Named object pointing entries
[START]

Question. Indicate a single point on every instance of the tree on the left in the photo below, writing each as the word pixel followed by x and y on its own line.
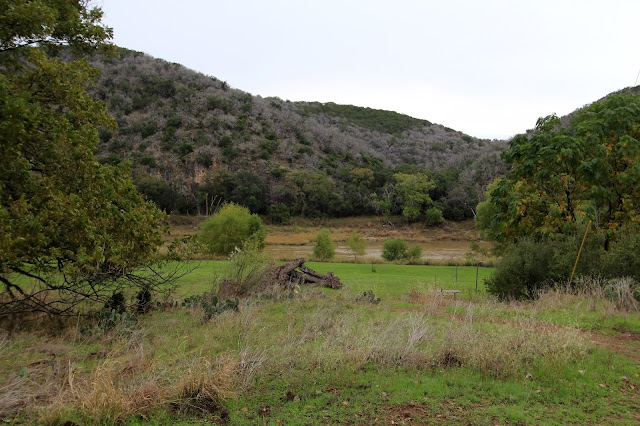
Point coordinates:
pixel 72 231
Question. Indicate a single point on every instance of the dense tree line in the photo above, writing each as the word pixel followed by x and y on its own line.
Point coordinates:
pixel 192 140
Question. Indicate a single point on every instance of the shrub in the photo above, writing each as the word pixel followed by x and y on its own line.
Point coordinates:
pixel 433 216
pixel 246 270
pixel 394 249
pixel 324 249
pixel 232 226
pixel 279 213
pixel 525 268
pixel 414 253
pixel 356 244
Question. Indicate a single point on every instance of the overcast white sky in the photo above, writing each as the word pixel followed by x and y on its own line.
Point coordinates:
pixel 486 68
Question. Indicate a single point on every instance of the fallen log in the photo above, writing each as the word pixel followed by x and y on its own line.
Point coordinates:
pixel 296 272
pixel 285 277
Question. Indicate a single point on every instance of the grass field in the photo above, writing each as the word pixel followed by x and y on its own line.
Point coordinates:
pixel 321 357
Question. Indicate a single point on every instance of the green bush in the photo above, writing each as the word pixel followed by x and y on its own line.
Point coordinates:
pixel 394 249
pixel 279 213
pixel 356 244
pixel 623 257
pixel 230 228
pixel 414 253
pixel 433 216
pixel 526 267
pixel 324 249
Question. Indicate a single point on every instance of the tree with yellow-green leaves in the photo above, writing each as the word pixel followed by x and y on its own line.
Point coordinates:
pixel 72 230
pixel 563 176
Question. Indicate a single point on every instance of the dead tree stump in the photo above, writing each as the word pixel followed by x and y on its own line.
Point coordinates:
pixel 284 277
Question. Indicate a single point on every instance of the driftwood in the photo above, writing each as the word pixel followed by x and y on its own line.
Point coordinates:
pixel 285 277
pixel 297 273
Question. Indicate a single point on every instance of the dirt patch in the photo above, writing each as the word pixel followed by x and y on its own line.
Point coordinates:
pixel 618 343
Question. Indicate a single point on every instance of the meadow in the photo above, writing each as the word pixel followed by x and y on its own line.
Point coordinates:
pixel 320 356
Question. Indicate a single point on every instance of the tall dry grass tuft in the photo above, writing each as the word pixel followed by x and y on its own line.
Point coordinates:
pixel 114 392
pixel 205 385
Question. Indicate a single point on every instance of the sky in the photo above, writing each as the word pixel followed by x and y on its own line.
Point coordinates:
pixel 486 68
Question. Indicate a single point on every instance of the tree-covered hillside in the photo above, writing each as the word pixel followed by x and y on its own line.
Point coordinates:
pixel 194 140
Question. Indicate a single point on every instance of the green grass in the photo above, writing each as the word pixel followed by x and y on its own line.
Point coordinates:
pixel 388 280
pixel 321 357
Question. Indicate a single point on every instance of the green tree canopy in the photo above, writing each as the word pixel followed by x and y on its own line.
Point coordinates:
pixel 72 229
pixel 413 193
pixel 562 176
pixel 356 244
pixel 230 228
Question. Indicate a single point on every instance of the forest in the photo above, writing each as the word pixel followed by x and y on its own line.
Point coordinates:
pixel 139 282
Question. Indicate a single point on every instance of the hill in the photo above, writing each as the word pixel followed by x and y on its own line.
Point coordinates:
pixel 192 139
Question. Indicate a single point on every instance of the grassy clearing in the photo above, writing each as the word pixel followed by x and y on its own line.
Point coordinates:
pixel 449 244
pixel 383 279
pixel 321 357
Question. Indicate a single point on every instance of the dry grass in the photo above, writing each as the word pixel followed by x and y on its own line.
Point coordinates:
pixel 176 363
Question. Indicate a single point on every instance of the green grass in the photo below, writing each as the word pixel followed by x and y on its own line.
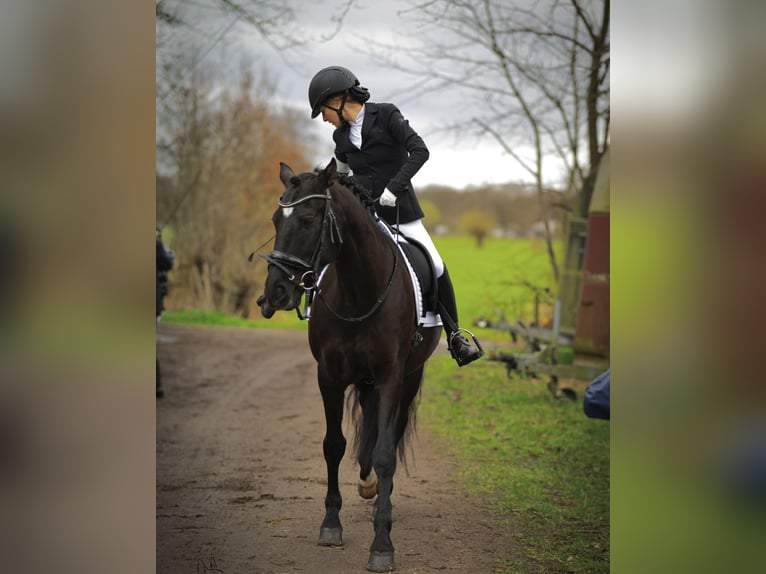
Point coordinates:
pixel 486 280
pixel 542 463
pixel 491 278
pixel 281 320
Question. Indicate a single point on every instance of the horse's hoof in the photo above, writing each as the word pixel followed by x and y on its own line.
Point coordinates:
pixel 330 536
pixel 381 561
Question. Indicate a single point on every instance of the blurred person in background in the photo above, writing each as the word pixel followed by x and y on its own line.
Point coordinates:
pixel 165 259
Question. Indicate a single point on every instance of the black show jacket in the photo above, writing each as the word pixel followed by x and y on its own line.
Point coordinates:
pixel 392 153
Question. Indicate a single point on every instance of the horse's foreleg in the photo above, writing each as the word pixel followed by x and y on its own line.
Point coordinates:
pixel 384 462
pixel 334 446
pixel 368 480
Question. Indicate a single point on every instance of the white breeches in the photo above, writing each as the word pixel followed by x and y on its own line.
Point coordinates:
pixel 417 231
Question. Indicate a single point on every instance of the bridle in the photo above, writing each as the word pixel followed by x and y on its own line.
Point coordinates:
pixel 308 271
pixel 286 262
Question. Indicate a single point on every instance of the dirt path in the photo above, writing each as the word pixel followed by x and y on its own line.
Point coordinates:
pixel 241 478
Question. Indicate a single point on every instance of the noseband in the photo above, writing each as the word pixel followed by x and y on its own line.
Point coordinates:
pixel 308 278
pixel 287 262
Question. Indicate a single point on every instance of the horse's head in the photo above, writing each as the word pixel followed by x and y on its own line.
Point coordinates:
pixel 306 238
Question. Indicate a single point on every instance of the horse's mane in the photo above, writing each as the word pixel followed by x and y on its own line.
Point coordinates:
pixel 362 193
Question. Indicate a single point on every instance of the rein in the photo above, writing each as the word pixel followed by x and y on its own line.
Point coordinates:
pixel 308 279
pixel 377 304
pixel 284 261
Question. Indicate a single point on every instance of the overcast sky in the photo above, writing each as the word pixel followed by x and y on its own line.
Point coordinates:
pixel 455 161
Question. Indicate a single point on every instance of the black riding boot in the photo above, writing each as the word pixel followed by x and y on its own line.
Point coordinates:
pixel 462 350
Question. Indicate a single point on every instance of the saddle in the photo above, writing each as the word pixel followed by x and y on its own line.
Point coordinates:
pixel 423 266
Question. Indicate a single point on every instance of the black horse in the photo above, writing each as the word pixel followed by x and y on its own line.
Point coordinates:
pixel 363 333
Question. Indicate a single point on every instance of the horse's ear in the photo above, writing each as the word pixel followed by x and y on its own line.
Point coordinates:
pixel 285 173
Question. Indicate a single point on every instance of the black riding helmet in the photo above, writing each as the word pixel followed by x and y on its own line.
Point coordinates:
pixel 330 81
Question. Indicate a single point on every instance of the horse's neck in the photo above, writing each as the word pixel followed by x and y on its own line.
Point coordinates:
pixel 366 253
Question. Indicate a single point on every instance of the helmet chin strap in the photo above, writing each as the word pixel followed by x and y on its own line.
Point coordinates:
pixel 339 111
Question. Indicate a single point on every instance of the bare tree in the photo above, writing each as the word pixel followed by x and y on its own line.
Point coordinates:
pixel 478 223
pixel 536 74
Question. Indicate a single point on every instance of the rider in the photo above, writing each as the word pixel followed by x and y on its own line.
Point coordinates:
pixel 384 152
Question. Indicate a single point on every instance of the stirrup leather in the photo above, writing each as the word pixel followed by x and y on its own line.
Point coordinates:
pixel 478 354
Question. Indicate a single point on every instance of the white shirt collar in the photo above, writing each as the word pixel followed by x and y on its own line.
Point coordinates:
pixel 355 129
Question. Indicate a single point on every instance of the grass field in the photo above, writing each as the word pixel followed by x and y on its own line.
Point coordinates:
pixel 493 278
pixel 541 462
pixel 486 280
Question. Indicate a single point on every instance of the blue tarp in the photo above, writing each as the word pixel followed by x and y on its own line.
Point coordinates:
pixel 596 402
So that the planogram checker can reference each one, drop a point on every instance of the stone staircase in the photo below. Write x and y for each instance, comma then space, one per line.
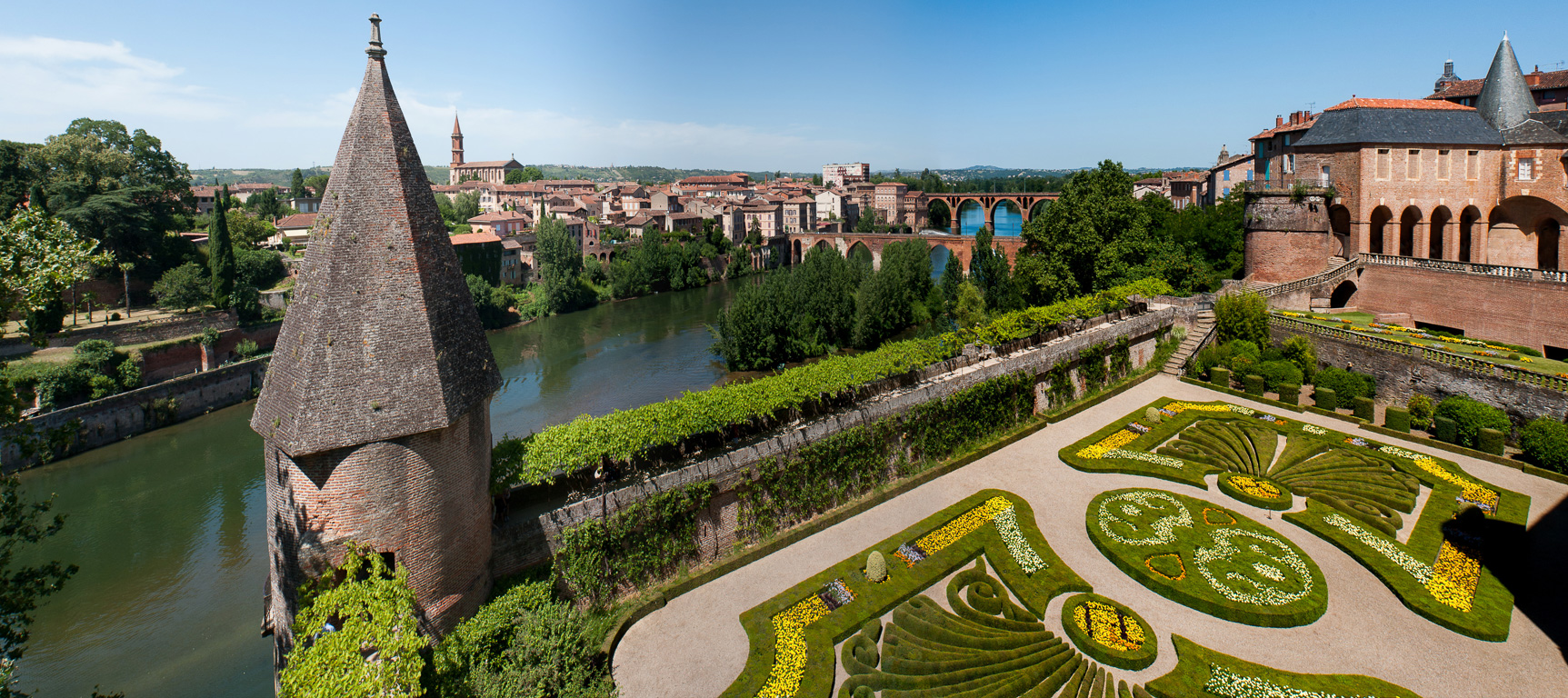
1195, 337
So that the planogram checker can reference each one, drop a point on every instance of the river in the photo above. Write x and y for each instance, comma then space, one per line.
170, 527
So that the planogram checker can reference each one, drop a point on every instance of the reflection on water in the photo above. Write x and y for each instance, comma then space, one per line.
170, 527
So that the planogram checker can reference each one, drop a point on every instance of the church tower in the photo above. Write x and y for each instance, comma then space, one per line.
375, 412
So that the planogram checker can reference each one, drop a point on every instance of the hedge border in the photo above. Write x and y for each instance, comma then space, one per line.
1192, 673
1302, 612
1133, 661
1283, 503
904, 583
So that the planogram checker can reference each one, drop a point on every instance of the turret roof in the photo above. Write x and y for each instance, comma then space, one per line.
382, 339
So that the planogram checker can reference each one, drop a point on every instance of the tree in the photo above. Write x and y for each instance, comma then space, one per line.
182, 287
220, 256
41, 257
370, 609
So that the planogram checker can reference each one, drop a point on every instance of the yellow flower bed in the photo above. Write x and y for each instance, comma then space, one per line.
789, 646
964, 524
1104, 624
1453, 577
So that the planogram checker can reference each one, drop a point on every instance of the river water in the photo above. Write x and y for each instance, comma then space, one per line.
170, 527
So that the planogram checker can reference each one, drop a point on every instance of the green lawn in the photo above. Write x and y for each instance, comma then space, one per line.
1362, 320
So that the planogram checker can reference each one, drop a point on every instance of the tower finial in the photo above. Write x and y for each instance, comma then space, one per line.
375, 38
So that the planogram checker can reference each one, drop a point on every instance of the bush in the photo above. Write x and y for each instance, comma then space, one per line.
1278, 374
1470, 417
1325, 399
1345, 383
1444, 430
1488, 441
1396, 419
1544, 443
1220, 377
1421, 412
1362, 408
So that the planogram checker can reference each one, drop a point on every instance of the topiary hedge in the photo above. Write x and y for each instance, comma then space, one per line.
1109, 633
1208, 557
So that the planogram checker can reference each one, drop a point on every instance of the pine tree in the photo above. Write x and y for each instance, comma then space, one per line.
220, 253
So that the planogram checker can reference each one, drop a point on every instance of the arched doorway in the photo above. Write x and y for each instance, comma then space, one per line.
1548, 235
971, 217
1468, 218
1407, 231
1440, 226
1380, 218
1343, 295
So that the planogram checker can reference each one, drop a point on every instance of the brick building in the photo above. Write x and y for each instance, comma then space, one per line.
375, 410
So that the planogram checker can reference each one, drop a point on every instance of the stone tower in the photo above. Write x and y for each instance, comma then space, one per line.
375, 412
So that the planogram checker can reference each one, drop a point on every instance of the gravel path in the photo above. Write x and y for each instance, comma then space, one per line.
695, 646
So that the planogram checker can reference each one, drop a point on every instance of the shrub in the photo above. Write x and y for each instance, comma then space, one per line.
875, 566
1278, 374
1362, 408
1470, 417
1396, 419
1220, 377
1345, 383
1544, 443
1243, 315
1421, 412
1325, 399
1444, 430
1488, 441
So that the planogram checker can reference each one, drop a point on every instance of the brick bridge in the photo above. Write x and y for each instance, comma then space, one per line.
1024, 201
960, 246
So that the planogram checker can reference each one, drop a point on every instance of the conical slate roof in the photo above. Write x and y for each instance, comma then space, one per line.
1504, 97
382, 339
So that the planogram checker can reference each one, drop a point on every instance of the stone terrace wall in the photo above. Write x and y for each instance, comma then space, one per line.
1403, 375
131, 413
525, 540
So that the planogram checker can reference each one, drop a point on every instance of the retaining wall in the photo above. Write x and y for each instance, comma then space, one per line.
131, 413
525, 538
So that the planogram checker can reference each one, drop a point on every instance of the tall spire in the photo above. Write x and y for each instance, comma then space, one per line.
382, 339
1505, 97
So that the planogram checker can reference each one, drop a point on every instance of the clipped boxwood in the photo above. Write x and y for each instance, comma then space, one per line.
1396, 419
1362, 408
1325, 399
1220, 377
1170, 543
1258, 492
1488, 441
1114, 635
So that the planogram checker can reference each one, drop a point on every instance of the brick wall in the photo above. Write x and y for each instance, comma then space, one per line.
525, 540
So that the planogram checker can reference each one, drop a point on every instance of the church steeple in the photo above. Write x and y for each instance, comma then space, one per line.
1505, 97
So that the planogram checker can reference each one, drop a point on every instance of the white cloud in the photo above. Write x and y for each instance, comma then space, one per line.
54, 79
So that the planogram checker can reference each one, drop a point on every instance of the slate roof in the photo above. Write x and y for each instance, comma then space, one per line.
1368, 125
382, 339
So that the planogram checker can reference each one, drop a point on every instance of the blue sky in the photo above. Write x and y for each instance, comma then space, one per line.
742, 85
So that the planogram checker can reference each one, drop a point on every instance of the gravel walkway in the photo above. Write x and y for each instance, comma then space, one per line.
695, 646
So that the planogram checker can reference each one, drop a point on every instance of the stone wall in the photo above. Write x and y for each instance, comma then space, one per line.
131, 413
525, 538
1403, 375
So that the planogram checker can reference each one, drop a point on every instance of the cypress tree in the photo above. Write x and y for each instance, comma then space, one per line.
220, 253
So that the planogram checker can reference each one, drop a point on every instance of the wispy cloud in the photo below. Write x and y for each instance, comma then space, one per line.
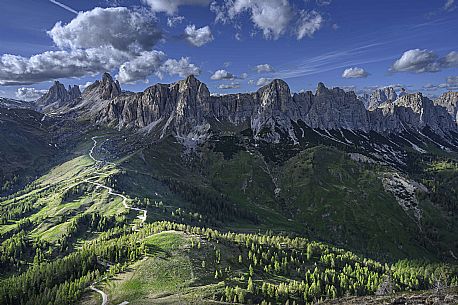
332, 61
64, 6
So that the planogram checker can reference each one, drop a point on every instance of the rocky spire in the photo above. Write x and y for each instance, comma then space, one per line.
382, 95
57, 96
449, 101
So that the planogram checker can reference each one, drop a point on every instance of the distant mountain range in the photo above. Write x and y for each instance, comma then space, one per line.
187, 110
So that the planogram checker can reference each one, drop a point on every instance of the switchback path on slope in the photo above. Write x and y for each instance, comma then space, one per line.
110, 189
111, 192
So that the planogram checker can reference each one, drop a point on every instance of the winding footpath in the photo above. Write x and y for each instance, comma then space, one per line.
110, 190
124, 202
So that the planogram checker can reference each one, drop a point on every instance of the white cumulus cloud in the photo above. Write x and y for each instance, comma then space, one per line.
308, 24
171, 6
198, 37
139, 68
174, 20
355, 72
263, 81
154, 63
19, 70
222, 74
264, 68
119, 27
29, 94
449, 5
272, 17
232, 85
420, 61
181, 67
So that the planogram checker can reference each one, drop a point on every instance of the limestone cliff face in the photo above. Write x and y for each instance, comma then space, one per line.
187, 106
413, 111
449, 100
105, 89
336, 109
187, 110
57, 96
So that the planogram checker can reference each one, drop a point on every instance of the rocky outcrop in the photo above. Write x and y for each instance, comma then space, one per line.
381, 96
449, 101
411, 111
57, 97
336, 109
187, 109
105, 89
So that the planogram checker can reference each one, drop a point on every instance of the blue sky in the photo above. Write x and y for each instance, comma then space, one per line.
412, 43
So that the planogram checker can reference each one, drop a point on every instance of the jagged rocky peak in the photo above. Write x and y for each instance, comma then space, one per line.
105, 89
58, 96
380, 96
321, 89
335, 109
415, 101
194, 87
276, 94
449, 101
417, 111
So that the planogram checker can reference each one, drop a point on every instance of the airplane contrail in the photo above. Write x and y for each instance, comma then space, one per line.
64, 6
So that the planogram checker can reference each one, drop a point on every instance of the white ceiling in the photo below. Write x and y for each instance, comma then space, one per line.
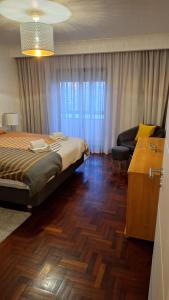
97, 19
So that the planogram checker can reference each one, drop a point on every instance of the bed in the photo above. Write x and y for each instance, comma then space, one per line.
28, 178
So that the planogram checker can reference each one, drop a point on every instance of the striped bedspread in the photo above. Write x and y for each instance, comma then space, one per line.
18, 163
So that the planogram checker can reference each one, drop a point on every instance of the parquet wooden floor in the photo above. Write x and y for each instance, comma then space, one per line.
73, 247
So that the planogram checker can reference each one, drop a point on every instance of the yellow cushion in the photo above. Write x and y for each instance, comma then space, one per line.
145, 131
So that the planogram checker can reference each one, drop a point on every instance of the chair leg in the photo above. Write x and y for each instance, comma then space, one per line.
29, 207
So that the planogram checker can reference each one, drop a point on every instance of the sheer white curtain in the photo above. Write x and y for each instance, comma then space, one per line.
80, 102
94, 96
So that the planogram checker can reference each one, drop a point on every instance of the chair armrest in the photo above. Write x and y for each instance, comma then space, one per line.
128, 135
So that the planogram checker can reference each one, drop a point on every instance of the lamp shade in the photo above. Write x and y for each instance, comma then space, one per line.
37, 39
11, 119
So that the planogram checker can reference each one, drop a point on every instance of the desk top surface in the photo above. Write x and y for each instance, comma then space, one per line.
148, 154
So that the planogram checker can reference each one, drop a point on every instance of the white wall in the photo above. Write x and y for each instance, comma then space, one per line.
9, 90
159, 287
116, 44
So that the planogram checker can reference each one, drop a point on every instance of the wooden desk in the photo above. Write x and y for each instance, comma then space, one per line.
143, 191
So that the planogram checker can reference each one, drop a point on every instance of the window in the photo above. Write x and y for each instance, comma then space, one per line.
81, 106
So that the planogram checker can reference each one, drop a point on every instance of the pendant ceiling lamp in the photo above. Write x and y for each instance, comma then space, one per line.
35, 18
37, 39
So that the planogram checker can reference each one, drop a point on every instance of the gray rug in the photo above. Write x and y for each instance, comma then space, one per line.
10, 220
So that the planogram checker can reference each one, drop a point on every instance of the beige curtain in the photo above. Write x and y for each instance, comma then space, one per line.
33, 95
136, 88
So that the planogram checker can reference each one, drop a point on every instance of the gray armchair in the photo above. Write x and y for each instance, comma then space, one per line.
127, 138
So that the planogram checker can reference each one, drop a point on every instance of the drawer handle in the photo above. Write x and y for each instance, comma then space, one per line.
153, 172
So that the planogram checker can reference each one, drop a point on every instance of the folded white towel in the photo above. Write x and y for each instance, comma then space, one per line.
56, 136
37, 144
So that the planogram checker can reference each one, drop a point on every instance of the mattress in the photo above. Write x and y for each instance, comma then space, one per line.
70, 150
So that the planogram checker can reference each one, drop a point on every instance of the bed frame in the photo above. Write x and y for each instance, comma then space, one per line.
21, 196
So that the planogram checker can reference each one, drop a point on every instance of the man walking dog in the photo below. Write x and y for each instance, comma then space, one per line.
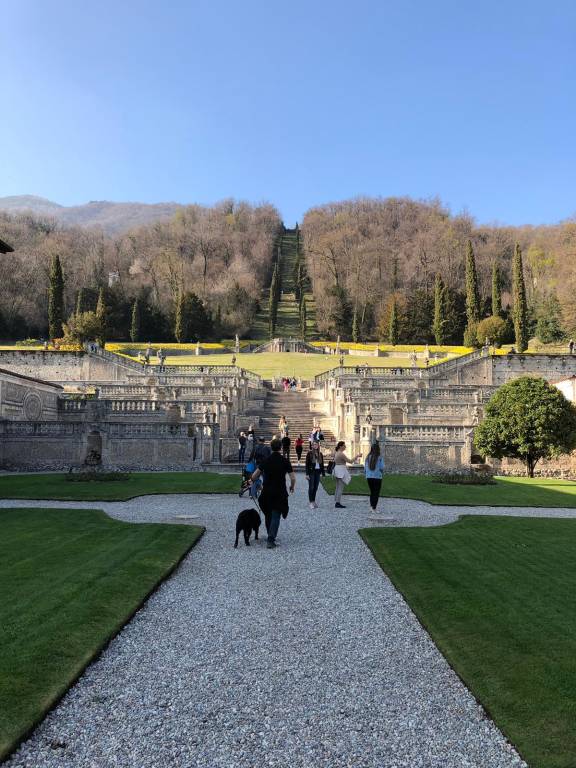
274, 497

[END]

* Problem details:
Quote exactly, and nothing besides, the lines from the one with "of the window" through the end of the records above; include both ends and omit the pictures.

* Task solution:
So that the planogram checker can reference each one, drop a point on every instance of the window in the photo above. Write x and y for each instance, comma then space, one per line.
81, 106
So that the planogram checker can reference each one, drop a point on every instance of the pendant ceiling lamp in the photo above. Write x and y for each instance, comma then space, one per line.
35, 18
37, 39
So that the planogram checker can reference each one, drop a point on every instance of the gray rug in the photo above. Write x and y for each instance, comma then space, one per line.
10, 220
So that the planogram checker can reference each one, drop a point on every instance of the beige curtain in the photo above. Write x and y for each instance, comma then space, one per line.
33, 95
136, 88
So that the planogram checker can reference each one, drop a point on every instance of the gray armchair in the photo above. Write x and y for each instance, comma then space, one per line.
127, 138
So that the planogram checker can reference each one, drop a point on every instance of the drawer handle in the photo above. Write x and y for each instance, comma then space, one per line.
153, 172
So that the planogram checker can reference each one, drop a point on every instance of the folded white towel in the photo above. Write x and y for each instance, comma then space, one per line.
56, 136
37, 144
So that the planogram checker can reference each one, drop a point on every instance of the mattress in the photo above. Write x and y for each instance, comma then space, one per line.
70, 150
So that the planogram checker can reference each one, drop a point on every instance of the bed frame in the photo above. Write x and y for each instance, comma then space, one per line.
21, 196
So that the planogram checker can reference each one, drop a point on every instance of the man walking dog in the photo below. Write x and y for each instance, comma then space, one per line.
274, 497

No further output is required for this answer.